Instruction >> Locate every line below that contains the word "photo" and copy each such line in full. The match is case-sensitive.

Bounding box data excerpts >>
* BEGIN *

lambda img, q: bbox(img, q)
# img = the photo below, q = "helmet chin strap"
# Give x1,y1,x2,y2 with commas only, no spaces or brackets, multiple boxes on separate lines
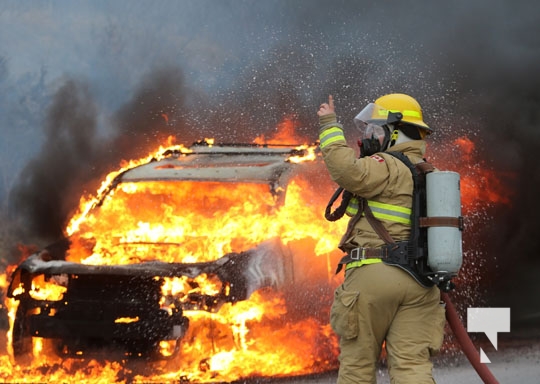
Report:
385,126,413,151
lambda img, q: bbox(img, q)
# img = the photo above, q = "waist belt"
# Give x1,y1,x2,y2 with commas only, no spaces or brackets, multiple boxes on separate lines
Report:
336,241,408,273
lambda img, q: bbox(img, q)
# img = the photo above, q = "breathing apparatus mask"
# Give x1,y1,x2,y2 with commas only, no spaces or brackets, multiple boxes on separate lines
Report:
354,103,403,157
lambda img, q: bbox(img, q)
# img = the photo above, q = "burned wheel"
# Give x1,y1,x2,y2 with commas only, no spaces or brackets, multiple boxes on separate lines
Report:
11,299,32,364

* END *

Answer to this exercise >>
# img = the photo below, q = "helmet chin strap"
# img = the photo above, q = "waist belt"
# img = the photo above, q = "breathing apparatus mask"
# img = the photo above, q = "burned wheel"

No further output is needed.